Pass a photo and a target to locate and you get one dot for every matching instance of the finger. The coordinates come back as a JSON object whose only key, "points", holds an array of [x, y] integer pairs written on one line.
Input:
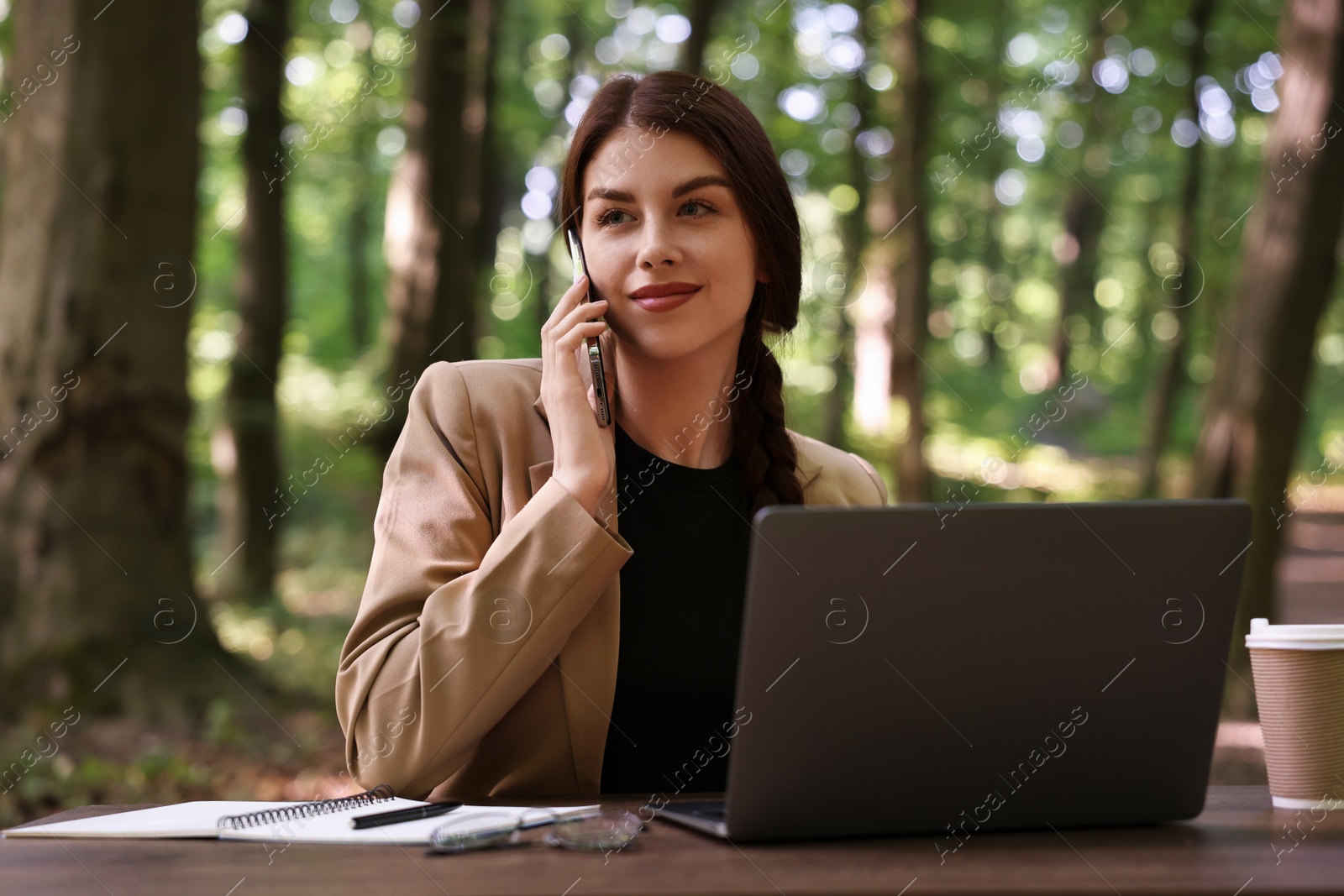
{"points": [[575, 338], [571, 297]]}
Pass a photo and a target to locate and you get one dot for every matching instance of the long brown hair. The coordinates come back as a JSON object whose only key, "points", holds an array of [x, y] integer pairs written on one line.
{"points": [[725, 127]]}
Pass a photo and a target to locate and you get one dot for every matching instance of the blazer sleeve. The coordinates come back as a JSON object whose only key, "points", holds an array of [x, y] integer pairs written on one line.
{"points": [[457, 624]]}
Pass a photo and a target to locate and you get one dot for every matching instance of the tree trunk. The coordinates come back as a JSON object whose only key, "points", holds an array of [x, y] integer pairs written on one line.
{"points": [[97, 602], [1187, 280], [1084, 212], [853, 234], [360, 207], [906, 107], [434, 201], [262, 312], [692, 49], [1256, 402]]}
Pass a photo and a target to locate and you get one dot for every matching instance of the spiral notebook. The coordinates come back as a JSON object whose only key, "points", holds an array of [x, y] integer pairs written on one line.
{"points": [[323, 821]]}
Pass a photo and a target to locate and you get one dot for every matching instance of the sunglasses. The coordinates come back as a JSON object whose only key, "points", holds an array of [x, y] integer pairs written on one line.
{"points": [[602, 831]]}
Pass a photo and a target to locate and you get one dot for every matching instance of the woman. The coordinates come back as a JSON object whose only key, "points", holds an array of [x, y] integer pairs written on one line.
{"points": [[554, 606]]}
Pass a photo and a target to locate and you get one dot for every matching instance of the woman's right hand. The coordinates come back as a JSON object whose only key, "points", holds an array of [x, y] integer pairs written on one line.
{"points": [[585, 452]]}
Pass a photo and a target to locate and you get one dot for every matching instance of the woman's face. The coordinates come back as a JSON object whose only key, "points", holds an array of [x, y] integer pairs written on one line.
{"points": [[660, 210]]}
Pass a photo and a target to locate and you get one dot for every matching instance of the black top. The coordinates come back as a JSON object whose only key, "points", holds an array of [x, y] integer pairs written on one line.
{"points": [[682, 598]]}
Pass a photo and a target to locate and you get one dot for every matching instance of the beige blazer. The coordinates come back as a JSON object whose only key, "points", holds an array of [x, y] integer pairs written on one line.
{"points": [[483, 656]]}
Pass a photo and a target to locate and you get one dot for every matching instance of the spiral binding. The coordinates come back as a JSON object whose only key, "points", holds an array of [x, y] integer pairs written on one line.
{"points": [[378, 794]]}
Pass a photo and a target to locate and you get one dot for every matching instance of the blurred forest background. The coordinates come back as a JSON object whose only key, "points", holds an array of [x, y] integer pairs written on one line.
{"points": [[1054, 250]]}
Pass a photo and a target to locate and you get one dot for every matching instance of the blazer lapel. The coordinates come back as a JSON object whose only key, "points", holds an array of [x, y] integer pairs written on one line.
{"points": [[808, 468], [589, 660]]}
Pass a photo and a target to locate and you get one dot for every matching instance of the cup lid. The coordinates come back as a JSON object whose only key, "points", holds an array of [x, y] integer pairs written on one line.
{"points": [[1304, 637]]}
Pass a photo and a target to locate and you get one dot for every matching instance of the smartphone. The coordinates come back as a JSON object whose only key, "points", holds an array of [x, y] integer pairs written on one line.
{"points": [[595, 345]]}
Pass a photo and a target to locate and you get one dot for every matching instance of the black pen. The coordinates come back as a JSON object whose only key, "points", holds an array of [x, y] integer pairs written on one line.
{"points": [[398, 815]]}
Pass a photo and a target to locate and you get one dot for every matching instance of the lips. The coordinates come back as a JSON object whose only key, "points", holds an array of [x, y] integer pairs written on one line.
{"points": [[662, 297]]}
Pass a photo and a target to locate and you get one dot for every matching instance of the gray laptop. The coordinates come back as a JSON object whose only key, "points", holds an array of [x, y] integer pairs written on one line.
{"points": [[951, 671]]}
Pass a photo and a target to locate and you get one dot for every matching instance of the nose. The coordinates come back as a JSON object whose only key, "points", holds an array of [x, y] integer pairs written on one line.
{"points": [[658, 249]]}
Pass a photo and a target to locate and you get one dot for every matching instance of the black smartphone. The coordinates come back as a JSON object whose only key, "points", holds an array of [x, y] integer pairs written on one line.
{"points": [[595, 345]]}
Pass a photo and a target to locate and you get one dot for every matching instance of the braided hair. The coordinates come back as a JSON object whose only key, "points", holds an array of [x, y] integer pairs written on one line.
{"points": [[689, 103]]}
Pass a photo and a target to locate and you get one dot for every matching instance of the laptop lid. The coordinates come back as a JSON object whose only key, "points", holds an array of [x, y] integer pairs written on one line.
{"points": [[954, 669]]}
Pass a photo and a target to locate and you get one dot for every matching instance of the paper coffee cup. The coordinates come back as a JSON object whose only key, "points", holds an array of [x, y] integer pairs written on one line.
{"points": [[1300, 692]]}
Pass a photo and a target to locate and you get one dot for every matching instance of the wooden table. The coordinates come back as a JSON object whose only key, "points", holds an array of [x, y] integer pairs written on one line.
{"points": [[1238, 846]]}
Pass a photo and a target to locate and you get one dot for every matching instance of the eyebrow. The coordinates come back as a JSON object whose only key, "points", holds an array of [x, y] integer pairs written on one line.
{"points": [[696, 183]]}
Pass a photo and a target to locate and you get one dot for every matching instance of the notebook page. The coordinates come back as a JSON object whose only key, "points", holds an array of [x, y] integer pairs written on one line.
{"points": [[335, 828], [179, 820]]}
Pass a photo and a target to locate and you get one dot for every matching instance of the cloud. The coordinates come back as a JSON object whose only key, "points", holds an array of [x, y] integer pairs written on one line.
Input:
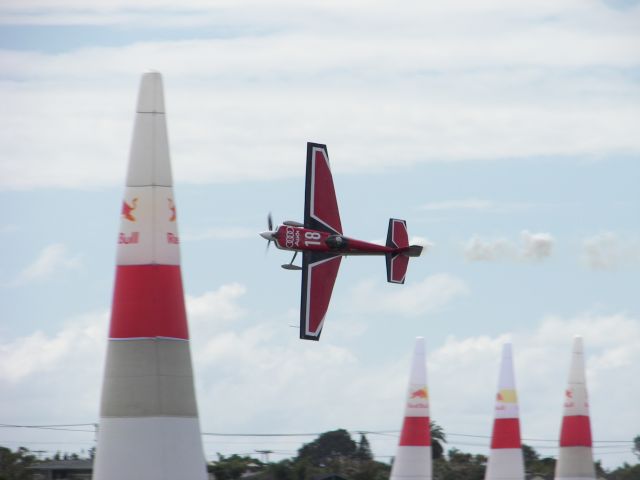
{"points": [[470, 204], [251, 378], [438, 84], [51, 260], [220, 233], [418, 298], [221, 303], [533, 247], [607, 251], [475, 205]]}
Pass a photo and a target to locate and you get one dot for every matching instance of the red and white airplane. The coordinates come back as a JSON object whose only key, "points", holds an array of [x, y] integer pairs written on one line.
{"points": [[323, 245]]}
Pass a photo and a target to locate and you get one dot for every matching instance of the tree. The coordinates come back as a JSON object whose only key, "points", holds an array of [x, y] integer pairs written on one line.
{"points": [[363, 452], [13, 465], [231, 468], [328, 447], [625, 472], [438, 437]]}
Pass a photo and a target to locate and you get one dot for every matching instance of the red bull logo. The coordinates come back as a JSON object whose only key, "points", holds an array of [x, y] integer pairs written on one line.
{"points": [[172, 209], [123, 239], [173, 239], [420, 393], [127, 209]]}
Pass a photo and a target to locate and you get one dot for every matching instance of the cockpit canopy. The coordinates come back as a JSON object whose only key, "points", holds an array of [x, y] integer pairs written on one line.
{"points": [[336, 242]]}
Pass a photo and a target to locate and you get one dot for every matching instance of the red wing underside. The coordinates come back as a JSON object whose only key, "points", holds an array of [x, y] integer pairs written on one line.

━━━━━━━━

> _Exercise_:
Could you write the entries out again exactly, without their pictures?

> _Task solution_:
Pass a photo and a target to locate and you get one dot for every matching instance of the finger. The coordinates come back as a JSON object whose only key, "points", holds an array of [x, y] integer pairs written on one line.
Input:
{"points": [[575, 338], [571, 297]]}
Pass a photo and a target to locate and you get one dot for every matching instance of the long brown hair. The coordinates come back as a JSON object whose only key, "points", holds an array of [x, y] integer pairs written on one line.
{"points": [[725, 127]]}
Pass a photo and a target to locate and you get one dot for every matching instance of the blazer sleeve. The coordinates come back as a JSON object whose only key, "points", holds an array of [x, y] integer pairs written on one line.
{"points": [[457, 624]]}
Pass a photo and a target to locate and you get one dot for every matching instance of the tree trunk. The coordinates come back as a JSON object whose only key, "points", holds an array of [x, y] integer pairs written on one line.
{"points": [[97, 602], [1187, 280], [1084, 212], [853, 234], [360, 207], [906, 107], [434, 201], [262, 312], [692, 49], [1256, 402]]}
Pass a photo and a target to locate and you get one dot for every matching instance of the spiral notebook. The coordinates come back as a JSON object whose only key, "points", holds an array of [x, y] integer pairs written on one line.
{"points": [[323, 821]]}
Pass a photo and a target to locate and you get one dot for every matching instance of the sunglasses. The coordinates come back as a JSON object whose only key, "points", holds an array of [x, y] integer pairs written on one line.
{"points": [[602, 831]]}
Pass a photo and a target to locate and you get one dot for every matching instance of the woman. The coordinates come back as a JSON object whose only key, "points", holds an array of [x, y] integer pairs written on one line.
{"points": [[554, 606]]}
Pass a photo and a target to locate and you get one dot for every matching instance of the woman's right hand. The coordinates come back as a JSON object whose only key, "points", holds an array of [x, y] integer pairs written on one line.
{"points": [[585, 452]]}
Pass a photo and a target to locate and you get one dot for every matching instance of the woman's face. The coordinates come back as a JSON object whose only key, "points", holds an array of [x, y] integer pairs written on one line.
{"points": [[660, 210]]}
Pass a photo and a target to locate and you get one dot for every matching instance of the black top. The coordinates come back as a JSON object whose only key, "points", holds an array of [x, y] integer pairs written on one line.
{"points": [[682, 598]]}
Pass a photo and a target to locate and you get one dot for every matching instance of the beige blazer. The coordinates come back as a JSON object whose only key, "points", holds an array of [x, y] integer pairs written on one line.
{"points": [[483, 656]]}
Pass a photo and a target to locate and you get one dot for every matching instance of the spiral binding. The coordinates come back as a JSON object whose only key, "points", holds an array of [x, y] integer pairs written on one line.
{"points": [[378, 794]]}
Pass a photo and a target to locate and you get one dot for every matching instance of the blurred forest background. The coordinates come back as a JSON object whose only key, "points", holds an array of [x, y] integer pairs written on one line.
{"points": [[1054, 250]]}
Pass a photo and a target to locate and you get one dot for every matching instance of the blazer lapel. The coordinates come back as a JSON object whose only key, "points", holds an array of [x, y] integer pairs written on one line.
{"points": [[808, 468], [589, 660]]}
Pass a photo and a target to locate and you get one dot for every matching instance of the cup lid. The coordinates come back as a JSON object whose only key, "points", holds an array of [x, y] integer pairs written on one line.
{"points": [[1304, 637]]}
Pass a photo and a target to locate and you get one dot for every matching instance of the smartphone. The coordinates come back as a JSON object whose only key, "points", holds an array of [x, y] integer pairs written on one line.
{"points": [[595, 345]]}
Pass a photo and a target to locate and you get one dot for every matching instance of the black pen. The coordinates come back as a JSON object whose only key, "points", holds an array of [x, y] integer pairs written on one line.
{"points": [[398, 815]]}
Pass a photo and a target to locate and you get one dot for every matching instance of the lips. The coordinates come back as a JSON object whose only key, "points", holds an array of [x, y] integer pairs written on one line.
{"points": [[662, 297]]}
Pass a photo and a target to locate and you get one dot for every matching instance of the gray laptop. The coordinates come back as a JSON object whose only key, "points", holds an array of [x, y] integer pairs written on one line.
{"points": [[951, 671]]}
Pass a photo and a target to locate and you get one dot for every matching instance of the nose. The coordinates come back as a JSON object whose only key, "points", holds an array of [x, y] integer pairs written on one line.
{"points": [[658, 249]]}
Pass a photo and a target to locate and you get one dot for every matching instance of the black smartphone. The coordinates come back as a JSON object whose only key, "points", holds an array of [x, y] integer pairs written on one line.
{"points": [[595, 345]]}
Pass a photo and a target to locate and you get one dot for every matching instance of the braided hair. The coordinates come back as a JSON object whose only key, "points", holds an array of [x, y] integer pairs written on one line.
{"points": [[689, 103]]}
Pass a photo and a target to locate and you get one dot for every matching instance of the laptop lid. The coordinates come back as a JSON object whose only key, "points", holds an array of [x, y] integer pairs written on one line.
{"points": [[954, 669]]}
Pass a photo and a target to locate and you get one dot for every matching instance of the paper coffee cup. The coordinates come back as a JSON object whose only key, "points", holds an array of [x, y] integer pairs written on one line.
{"points": [[1300, 692]]}
Pass a photo and a target to locate and you get one dot for every matching instance of the wooden table. The coordinates come back as a JSON object whose only key, "points", holds an array of [x, y] integer pairs written on one line.
{"points": [[1238, 846]]}
Pass a photo and a target to locate and you get one dot for every matching instance of the eyebrow. The coordinates come back as a JSON object whose only key, "points", holds an array of [x, y] integer pairs written on one line.
{"points": [[696, 183]]}
Pass a photo and a target to locate and you get one dot for every matching instance of the notebook page. The coordinates come back as a JSON object whose only key, "points", holds an array of [x, y] integer pairs written on one line.
{"points": [[335, 828], [179, 820]]}
Pass a photo and a target to locate and you get one dot for every matching instance of the cloud. The coordinates come back as a JSON object whose only key, "points", holds an array of [x, y] integer pairs written on one line.
Input:
{"points": [[470, 204], [251, 378], [438, 84], [51, 260], [220, 233], [418, 298], [221, 303], [533, 247], [607, 251], [475, 205]]}
Pass a photo and a target to locate and you get one dot for every matching instance of the red and white airplane. The coordinates come back as a JSON object whose only key, "points", holds an array of [x, y] integer pairs written on one line.
{"points": [[323, 245]]}
Pass a photo and a target to locate and you get one dot for every matching instance of the tree. The coordinates come back as a JSON object whose only key, "points", holds an array of [x, y] integer pairs written on one line.
{"points": [[363, 452], [13, 465], [231, 468], [328, 447], [625, 472], [438, 437]]}
Pass a photo and a target to locate and you get one dot for every matching instance of the red bull logo. The coordinates come back as a JSON object whose only key, "points", holds an array of [x, y] integer pairs written on one line.
{"points": [[172, 209], [123, 239], [173, 239], [420, 393], [127, 209]]}
Pass a photo and a target to locate and you get one dot for every matching instance of the cockpit canopy. The coordinates come back as a JSON object whose only key, "points", holds an array of [x, y] integer pairs written on one line.
{"points": [[336, 242]]}
Pass a photo and a target to locate and you get one dot for every matching instance of the red wing underside. The coordinates come back as a JSON object whose only key, "points", holds an array of [x, y] integer pairs written on one line.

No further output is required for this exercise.